(Collected data entries)
Content starts
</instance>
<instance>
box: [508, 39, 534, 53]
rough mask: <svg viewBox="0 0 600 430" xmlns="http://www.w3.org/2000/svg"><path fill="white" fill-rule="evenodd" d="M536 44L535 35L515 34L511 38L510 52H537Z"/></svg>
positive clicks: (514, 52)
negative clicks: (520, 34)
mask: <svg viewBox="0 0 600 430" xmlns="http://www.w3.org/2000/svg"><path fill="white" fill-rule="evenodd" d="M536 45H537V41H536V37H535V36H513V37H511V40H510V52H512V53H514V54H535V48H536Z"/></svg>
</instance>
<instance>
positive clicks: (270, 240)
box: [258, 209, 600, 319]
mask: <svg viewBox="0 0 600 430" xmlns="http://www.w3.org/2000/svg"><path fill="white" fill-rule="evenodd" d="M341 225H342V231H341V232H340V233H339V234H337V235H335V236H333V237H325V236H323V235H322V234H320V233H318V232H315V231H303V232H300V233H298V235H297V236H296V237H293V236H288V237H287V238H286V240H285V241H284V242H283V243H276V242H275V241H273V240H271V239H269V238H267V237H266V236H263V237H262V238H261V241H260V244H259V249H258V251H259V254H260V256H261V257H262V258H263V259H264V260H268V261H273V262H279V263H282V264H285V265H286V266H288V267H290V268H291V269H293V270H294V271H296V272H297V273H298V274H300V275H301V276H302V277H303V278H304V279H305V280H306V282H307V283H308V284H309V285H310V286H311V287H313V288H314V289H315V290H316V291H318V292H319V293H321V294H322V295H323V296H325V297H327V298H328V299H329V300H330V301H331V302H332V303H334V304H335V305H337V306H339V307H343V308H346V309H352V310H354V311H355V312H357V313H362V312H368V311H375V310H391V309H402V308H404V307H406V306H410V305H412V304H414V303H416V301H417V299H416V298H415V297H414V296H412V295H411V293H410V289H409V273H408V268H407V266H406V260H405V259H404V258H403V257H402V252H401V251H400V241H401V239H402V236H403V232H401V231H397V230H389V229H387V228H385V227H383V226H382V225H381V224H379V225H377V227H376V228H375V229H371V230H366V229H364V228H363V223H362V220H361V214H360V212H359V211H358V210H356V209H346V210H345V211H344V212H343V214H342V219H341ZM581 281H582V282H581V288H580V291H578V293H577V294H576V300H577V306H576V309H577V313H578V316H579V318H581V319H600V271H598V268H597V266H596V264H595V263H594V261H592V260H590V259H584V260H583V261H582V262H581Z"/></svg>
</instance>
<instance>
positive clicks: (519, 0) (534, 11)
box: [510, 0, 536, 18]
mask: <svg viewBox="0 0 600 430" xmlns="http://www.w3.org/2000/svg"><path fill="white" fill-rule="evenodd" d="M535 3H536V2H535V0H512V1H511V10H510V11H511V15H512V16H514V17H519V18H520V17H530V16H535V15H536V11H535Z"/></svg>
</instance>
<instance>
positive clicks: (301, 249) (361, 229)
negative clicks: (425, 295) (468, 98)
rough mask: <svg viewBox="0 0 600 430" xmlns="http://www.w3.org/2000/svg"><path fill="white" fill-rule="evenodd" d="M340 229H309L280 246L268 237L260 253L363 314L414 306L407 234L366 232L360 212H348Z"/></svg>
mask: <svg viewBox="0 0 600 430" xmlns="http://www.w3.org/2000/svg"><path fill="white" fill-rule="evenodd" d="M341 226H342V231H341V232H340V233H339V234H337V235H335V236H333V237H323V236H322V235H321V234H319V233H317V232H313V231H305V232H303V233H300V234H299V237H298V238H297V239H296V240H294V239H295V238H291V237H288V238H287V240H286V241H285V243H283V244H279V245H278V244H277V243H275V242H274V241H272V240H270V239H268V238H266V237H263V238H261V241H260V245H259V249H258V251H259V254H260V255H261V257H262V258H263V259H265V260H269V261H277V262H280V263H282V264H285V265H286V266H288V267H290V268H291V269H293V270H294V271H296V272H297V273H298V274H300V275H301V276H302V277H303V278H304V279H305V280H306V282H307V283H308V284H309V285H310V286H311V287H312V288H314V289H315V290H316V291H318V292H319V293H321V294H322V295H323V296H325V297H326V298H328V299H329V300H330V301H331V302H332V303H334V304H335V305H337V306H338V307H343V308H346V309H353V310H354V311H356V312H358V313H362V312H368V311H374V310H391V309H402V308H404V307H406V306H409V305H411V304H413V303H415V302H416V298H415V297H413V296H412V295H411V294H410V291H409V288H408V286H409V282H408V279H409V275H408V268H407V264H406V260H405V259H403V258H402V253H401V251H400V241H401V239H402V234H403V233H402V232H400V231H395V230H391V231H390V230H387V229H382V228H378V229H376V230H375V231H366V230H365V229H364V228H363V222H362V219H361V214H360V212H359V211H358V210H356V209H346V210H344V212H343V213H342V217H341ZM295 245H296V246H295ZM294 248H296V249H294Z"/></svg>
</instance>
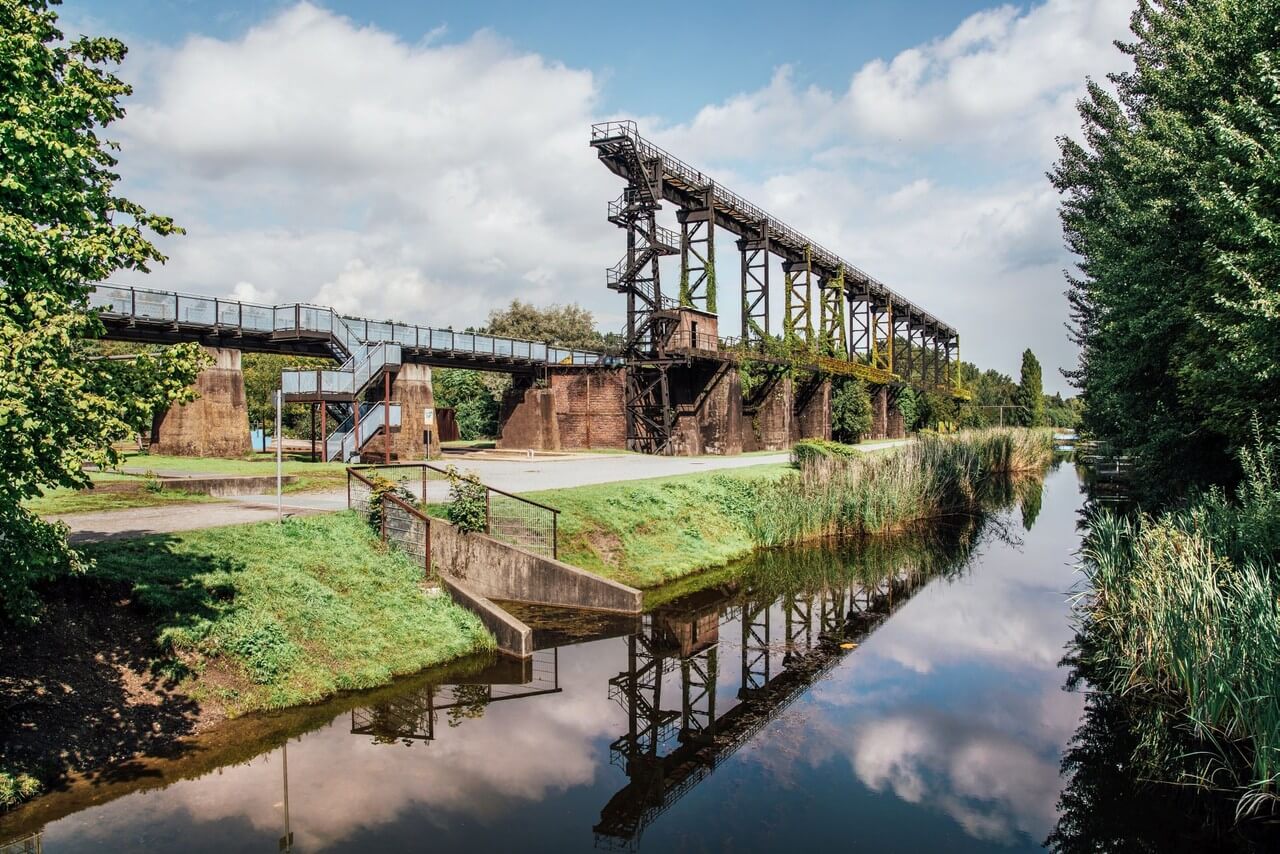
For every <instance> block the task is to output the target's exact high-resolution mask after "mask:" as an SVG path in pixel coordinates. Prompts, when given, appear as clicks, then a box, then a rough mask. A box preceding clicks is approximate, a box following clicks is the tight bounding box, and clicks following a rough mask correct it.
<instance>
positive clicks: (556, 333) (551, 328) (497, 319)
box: [485, 300, 604, 350]
mask: <svg viewBox="0 0 1280 854" xmlns="http://www.w3.org/2000/svg"><path fill="white" fill-rule="evenodd" d="M485 330H486V332H488V333H489V334H493V335H506V337H508V338H524V339H527V341H545V342H549V343H550V344H553V346H556V347H570V348H577V350H600V348H602V347H604V335H602V334H600V332H599V330H598V329H596V328H595V318H594V316H593V315H591V312H590V311H588V310H586V309H584V307H582V306H580V305H577V303H575V302H571V303H568V305H550V306H547V307H545V309H539V307H538V306H535V305H532V303H529V302H521V301H520V300H512V301H511V305H509V306H507V307H506V309H502V310H495V311H490V312H489V325H488V326H486V328H485Z"/></svg>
Content ends
Exercise goal: Repeat only what lies between the first line of the data and the line containing "positive clicks: (270, 240)", both of those lines included, exactly as it stands.

Your response:
</instance>
<instance>
box: [508, 39, 534, 53]
rough mask: <svg viewBox="0 0 600 430" xmlns="http://www.w3.org/2000/svg"><path fill="white" fill-rule="evenodd" d="M536 44L535 35L515 34L511 38L510 52H537Z"/></svg>
positive clicks: (514, 52)
negative clicks: (520, 34)
mask: <svg viewBox="0 0 600 430" xmlns="http://www.w3.org/2000/svg"><path fill="white" fill-rule="evenodd" d="M536 45H537V41H536V37H535V36H513V37H511V40H510V52H512V53H514V54H535V48H536Z"/></svg>
</instance>
<instance>
positive clicks: (270, 240)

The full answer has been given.